→ What to work on: Reproduce the records below word for word, but leave out the pictures.

→ Provided records:
+--

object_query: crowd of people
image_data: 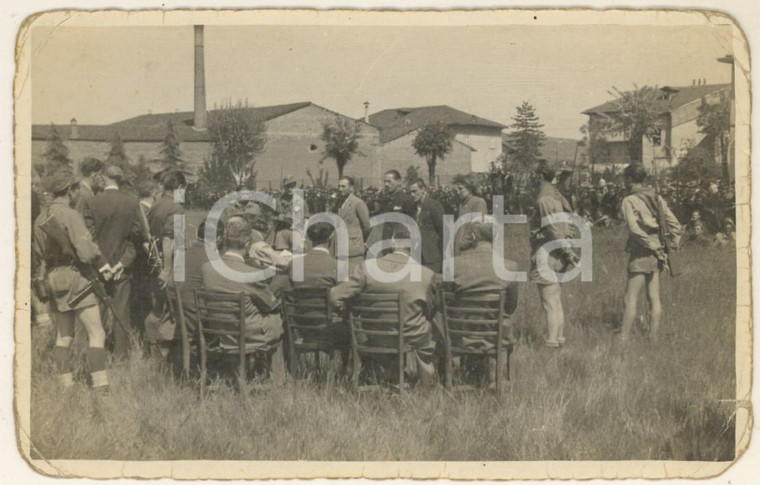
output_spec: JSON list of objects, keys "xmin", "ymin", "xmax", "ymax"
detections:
[{"xmin": 32, "ymin": 159, "xmax": 735, "ymax": 392}]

+--

→ Reply:
object_query: crowd of people
image_data: 
output_spec: JSON list of objects, keys "xmin", "ymin", "xmax", "ymax"
detections:
[{"xmin": 32, "ymin": 159, "xmax": 735, "ymax": 392}]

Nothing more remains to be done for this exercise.